*TRY IT*
Reproduce verbatim the stretch of the account of a mother's breast cancer diagnosis from "As a nine-year" through "the following Monday.".

*DOCUMENT PASSAGE*
########

As a nine-year old girl, I had heard the word breast before.
And admittedly, most of the time the word would follow with juvenile laughter,
just like when a kid would pass gas in class. But on Thanksgiving Day, 2000,
the word “breast” preceded the word “cancer” at my family’s dining room table.
And the word “breast” no longer generated a childish giggle.
At age 35, my mom was diagnosed with breast cancer. And like
any young mother, when she heard the word “cancer” she immediately wanted it
out. She saw the first surgeon who would operate on her, and her surgery was
scheduled for the following Monday.
Looking back, it seems so evident that we were dealing with
a BRCA1+ gene carrier. A young woman diagnosed in her thirties. A maternal
grandmother and great-grandmother with a history of breast cancer (although,
post-menopausal), a case of ovarian cancer and a case of uterine cancer. Heck,
this family history is almost “textbook” for a BRCA positive family. But no one questioned it. After all,
one in eight women get breast cancer- and nine out of ten cases are “just bad
luck”.
Several surgeries, chemo and radiation treatments later my
mom was deemed “cancer-free”. But “bad luck” struck again, less than a year
later. My mom reported to her doctor that she had pain in her chest. Her
oncologist wrote this off as post-op pain from her double mastectomy. Several
weeks later, she decided to get a second opinion about this “post-op pain”.
They discovered cancer, again, this time wrapped around her heart and her
sternum.
This time, people began to connect the dots. We have a woman
in her thirties with a reoccurrence of aggressive breast cancer. There is a
family history of breast and ovarian cancer. This cancer is not responding to
treatments the way it is in other patients. Maybe this cancer is hereditary,
maybe there is a known genetic link.

########

*GIVEN DATA*
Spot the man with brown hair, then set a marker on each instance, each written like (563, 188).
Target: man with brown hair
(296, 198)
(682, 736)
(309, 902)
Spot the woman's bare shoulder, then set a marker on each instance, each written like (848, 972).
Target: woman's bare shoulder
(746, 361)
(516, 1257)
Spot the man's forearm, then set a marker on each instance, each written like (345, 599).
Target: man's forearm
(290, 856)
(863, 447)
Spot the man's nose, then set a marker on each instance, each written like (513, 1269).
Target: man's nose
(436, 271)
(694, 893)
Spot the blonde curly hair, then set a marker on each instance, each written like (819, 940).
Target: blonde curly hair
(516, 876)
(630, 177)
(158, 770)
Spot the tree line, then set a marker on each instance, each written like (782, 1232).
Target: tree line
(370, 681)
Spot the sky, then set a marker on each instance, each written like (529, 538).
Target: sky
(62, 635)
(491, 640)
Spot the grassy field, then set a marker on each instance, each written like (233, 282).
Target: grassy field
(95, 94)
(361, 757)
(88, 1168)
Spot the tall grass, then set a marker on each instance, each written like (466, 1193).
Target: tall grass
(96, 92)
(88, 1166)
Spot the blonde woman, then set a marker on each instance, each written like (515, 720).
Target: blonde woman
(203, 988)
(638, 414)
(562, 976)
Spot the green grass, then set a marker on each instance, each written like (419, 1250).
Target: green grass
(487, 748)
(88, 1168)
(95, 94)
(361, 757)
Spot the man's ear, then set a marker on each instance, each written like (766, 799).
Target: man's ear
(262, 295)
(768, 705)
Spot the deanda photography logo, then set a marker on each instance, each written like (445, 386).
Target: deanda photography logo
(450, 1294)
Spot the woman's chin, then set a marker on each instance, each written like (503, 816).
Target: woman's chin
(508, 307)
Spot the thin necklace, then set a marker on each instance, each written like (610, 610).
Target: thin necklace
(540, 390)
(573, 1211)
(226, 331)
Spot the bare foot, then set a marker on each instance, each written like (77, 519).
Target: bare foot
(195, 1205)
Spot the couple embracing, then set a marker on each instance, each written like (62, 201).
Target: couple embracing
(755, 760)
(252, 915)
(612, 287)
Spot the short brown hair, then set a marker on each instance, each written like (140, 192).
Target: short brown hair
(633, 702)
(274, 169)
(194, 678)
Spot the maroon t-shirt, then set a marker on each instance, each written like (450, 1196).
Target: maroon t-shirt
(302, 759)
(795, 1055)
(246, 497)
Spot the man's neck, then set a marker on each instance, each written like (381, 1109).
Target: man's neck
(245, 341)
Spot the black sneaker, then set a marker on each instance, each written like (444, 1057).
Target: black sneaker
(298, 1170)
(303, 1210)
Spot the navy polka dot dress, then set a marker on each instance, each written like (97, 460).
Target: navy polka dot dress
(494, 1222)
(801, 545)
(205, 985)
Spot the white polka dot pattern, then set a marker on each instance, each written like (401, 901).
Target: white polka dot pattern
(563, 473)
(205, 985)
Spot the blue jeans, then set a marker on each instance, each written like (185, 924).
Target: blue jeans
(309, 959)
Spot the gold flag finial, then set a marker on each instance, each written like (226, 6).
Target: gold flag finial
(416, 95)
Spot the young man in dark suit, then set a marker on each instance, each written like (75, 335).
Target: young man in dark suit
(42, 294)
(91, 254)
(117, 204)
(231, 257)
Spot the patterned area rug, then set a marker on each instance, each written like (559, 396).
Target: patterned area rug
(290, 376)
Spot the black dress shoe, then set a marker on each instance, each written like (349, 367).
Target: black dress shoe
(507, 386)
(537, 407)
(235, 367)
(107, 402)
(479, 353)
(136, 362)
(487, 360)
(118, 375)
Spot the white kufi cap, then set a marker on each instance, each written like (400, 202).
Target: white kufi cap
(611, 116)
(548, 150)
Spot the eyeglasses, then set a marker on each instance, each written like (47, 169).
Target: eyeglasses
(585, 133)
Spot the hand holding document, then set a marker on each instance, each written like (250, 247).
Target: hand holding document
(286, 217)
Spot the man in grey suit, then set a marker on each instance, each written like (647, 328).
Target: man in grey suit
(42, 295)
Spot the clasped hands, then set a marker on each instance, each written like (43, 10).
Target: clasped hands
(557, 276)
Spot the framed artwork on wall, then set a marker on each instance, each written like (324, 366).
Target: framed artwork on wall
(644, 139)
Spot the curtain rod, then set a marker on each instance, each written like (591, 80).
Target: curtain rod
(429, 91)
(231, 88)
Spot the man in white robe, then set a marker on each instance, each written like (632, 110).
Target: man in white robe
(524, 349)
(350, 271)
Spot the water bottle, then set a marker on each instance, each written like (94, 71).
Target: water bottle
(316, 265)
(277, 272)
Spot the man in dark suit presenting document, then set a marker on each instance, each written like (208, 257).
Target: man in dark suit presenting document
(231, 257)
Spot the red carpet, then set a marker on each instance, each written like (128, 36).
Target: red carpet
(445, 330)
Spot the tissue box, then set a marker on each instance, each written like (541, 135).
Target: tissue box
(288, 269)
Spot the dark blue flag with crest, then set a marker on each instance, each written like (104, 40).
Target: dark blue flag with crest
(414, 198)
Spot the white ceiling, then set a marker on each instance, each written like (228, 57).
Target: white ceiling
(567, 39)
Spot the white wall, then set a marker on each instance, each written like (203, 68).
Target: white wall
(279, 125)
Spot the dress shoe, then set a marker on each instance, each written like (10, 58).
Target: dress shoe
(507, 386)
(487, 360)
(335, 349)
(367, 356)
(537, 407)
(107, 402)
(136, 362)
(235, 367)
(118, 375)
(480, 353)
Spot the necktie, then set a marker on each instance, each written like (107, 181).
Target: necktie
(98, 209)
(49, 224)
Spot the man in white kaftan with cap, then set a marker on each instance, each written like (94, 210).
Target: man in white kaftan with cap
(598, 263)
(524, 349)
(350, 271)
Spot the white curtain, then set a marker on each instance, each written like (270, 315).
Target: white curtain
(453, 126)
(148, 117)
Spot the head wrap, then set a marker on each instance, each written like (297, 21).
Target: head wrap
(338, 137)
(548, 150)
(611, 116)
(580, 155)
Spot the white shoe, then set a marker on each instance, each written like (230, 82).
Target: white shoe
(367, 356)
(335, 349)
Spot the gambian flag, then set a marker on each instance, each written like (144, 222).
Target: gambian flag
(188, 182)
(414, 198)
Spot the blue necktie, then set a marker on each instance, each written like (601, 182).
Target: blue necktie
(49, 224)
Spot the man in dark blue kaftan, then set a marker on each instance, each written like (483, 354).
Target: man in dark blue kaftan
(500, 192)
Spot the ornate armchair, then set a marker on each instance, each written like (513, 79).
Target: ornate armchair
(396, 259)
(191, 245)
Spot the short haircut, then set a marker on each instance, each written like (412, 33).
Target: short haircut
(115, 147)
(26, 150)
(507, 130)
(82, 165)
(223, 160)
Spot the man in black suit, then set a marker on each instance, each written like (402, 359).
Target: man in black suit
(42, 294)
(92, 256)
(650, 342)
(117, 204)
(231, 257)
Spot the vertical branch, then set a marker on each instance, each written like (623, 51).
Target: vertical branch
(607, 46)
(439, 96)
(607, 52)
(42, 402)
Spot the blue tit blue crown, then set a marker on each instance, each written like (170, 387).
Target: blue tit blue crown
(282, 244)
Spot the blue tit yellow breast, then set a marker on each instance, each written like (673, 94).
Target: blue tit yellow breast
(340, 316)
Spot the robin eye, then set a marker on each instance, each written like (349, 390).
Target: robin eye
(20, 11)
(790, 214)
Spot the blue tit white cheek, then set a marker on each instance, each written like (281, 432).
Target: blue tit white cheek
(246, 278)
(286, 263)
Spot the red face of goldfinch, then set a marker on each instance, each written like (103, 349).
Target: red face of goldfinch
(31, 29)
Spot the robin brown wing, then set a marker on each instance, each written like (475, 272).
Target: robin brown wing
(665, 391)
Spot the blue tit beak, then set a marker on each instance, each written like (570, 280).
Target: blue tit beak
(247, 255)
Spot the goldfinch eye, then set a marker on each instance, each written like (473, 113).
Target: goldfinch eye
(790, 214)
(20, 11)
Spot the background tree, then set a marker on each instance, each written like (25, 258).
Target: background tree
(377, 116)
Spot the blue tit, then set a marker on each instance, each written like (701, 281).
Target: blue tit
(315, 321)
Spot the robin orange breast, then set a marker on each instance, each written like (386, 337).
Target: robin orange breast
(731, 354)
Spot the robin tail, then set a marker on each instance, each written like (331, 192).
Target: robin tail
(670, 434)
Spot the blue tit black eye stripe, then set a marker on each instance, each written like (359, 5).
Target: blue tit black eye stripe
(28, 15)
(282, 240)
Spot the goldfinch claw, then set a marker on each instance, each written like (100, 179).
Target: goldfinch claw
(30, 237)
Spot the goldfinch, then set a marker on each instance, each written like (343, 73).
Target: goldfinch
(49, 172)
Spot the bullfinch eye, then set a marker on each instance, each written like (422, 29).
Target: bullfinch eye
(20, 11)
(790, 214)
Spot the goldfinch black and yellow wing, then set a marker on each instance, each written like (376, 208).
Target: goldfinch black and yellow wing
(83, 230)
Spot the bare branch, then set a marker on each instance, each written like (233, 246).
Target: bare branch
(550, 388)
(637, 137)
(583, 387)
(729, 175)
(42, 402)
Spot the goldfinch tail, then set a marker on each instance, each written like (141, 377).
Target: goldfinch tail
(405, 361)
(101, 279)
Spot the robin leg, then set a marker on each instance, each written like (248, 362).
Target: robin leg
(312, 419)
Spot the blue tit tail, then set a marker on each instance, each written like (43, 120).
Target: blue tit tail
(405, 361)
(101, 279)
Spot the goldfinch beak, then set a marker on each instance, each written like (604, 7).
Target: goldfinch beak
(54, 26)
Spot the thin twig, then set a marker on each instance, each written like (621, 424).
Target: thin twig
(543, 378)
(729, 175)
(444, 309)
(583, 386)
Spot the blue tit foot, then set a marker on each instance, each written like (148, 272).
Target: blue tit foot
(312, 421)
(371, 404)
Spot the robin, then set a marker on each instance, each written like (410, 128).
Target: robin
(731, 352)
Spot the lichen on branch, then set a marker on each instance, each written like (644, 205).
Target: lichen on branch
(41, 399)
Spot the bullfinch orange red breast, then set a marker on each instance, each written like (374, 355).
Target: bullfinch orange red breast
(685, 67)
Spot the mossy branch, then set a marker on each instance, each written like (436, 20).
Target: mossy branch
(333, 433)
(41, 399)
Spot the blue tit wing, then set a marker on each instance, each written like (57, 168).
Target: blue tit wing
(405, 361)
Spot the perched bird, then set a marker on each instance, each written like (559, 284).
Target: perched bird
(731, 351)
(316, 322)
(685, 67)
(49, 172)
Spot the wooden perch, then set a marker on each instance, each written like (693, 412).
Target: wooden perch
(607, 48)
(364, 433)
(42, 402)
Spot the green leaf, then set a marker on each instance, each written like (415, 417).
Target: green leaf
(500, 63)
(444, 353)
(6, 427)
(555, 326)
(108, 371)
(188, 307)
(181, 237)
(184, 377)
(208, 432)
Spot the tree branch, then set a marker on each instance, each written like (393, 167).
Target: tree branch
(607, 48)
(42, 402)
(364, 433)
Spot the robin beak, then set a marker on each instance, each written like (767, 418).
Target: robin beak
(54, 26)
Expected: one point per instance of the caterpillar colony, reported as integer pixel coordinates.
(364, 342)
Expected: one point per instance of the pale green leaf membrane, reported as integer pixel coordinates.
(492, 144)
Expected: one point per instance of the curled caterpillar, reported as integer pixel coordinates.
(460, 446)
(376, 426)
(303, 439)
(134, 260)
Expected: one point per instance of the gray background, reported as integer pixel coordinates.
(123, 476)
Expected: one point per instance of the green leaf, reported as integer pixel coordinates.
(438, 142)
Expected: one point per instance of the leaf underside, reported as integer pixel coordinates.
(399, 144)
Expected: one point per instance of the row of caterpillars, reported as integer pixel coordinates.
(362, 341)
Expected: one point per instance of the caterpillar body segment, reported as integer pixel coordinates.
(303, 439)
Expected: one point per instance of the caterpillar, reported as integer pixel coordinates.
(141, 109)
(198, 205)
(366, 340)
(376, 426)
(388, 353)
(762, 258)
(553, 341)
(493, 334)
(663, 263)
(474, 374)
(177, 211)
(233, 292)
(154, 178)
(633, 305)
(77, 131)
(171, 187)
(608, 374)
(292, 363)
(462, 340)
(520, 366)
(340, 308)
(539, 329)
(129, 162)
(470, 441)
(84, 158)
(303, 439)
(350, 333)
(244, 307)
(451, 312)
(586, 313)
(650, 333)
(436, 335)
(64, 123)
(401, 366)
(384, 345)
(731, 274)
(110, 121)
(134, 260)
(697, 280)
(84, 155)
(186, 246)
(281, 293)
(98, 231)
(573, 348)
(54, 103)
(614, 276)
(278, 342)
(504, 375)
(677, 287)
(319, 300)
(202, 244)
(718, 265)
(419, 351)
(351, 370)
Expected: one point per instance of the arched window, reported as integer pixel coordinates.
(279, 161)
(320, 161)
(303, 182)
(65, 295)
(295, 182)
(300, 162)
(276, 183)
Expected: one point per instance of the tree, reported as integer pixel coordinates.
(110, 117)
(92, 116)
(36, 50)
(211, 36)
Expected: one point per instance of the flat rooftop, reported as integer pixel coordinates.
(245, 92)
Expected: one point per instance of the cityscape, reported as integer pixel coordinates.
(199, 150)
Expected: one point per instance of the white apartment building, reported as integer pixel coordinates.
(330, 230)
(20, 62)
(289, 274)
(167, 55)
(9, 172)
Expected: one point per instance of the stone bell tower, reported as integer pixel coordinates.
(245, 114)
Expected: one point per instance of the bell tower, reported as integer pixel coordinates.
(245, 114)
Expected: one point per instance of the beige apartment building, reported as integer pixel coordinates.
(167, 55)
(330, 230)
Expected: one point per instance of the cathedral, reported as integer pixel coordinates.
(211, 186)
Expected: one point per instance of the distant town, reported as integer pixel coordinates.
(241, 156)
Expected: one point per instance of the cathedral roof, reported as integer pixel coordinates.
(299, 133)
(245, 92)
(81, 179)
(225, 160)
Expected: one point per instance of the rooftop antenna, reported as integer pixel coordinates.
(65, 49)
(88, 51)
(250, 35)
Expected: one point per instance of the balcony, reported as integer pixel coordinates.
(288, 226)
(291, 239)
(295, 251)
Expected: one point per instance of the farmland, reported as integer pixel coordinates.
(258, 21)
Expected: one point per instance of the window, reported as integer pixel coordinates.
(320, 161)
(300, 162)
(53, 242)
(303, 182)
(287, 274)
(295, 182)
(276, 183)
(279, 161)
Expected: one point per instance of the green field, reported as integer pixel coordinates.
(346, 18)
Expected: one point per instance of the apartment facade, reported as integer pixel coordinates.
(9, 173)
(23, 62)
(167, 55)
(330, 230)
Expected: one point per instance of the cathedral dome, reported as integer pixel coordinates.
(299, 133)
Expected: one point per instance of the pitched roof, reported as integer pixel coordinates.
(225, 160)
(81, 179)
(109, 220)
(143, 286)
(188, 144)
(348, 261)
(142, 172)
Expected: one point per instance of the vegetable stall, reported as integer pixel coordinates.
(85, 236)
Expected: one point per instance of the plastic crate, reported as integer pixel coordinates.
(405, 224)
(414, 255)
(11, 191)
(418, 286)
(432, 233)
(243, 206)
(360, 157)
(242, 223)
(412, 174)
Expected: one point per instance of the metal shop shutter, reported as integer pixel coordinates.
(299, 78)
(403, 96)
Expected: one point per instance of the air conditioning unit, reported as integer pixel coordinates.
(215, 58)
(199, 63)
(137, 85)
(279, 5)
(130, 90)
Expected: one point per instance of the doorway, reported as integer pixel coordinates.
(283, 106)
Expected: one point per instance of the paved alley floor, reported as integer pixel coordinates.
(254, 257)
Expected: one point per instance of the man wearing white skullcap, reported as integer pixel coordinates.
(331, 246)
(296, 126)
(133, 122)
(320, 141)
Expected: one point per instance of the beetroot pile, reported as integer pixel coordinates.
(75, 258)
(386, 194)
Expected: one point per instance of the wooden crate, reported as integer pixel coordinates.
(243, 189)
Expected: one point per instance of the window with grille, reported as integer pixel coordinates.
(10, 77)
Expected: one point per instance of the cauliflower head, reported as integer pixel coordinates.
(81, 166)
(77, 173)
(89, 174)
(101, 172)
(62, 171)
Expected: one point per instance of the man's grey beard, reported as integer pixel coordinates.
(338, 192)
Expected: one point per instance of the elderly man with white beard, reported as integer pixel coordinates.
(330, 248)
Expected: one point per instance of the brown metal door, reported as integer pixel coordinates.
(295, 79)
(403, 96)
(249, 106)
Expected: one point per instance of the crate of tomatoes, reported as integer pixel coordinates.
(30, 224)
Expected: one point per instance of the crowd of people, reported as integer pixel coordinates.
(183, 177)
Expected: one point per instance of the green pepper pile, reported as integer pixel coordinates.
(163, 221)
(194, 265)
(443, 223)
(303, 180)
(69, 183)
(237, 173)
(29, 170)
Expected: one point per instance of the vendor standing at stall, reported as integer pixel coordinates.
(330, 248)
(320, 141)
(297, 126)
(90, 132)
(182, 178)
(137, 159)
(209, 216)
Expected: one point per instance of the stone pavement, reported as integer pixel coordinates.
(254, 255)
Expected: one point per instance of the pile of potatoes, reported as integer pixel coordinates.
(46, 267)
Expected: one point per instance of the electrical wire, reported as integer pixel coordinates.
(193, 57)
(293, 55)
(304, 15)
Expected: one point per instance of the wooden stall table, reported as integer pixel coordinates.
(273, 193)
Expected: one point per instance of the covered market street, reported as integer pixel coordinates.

########

*RESULT OF THIS TASK*
As a nine-year old girl, I had heard the word breast before.
And admittedly, most of the time the word would follow with juvenile laughter,
just like when a kid would pass gas in class. But on Thanksgiving Day, 2000,
the word “breast” preceded the word “cancer” at my family’s dining room table.
And the word “breast” no longer generated a childish giggle.
At age 35, my mom was diagnosed with breast cancer. And like
any young mother, when she heard the word “cancer” she immediately wanted it
out. She saw the first surgeon who would operate on her, and her surgery was
scheduled for the following Monday.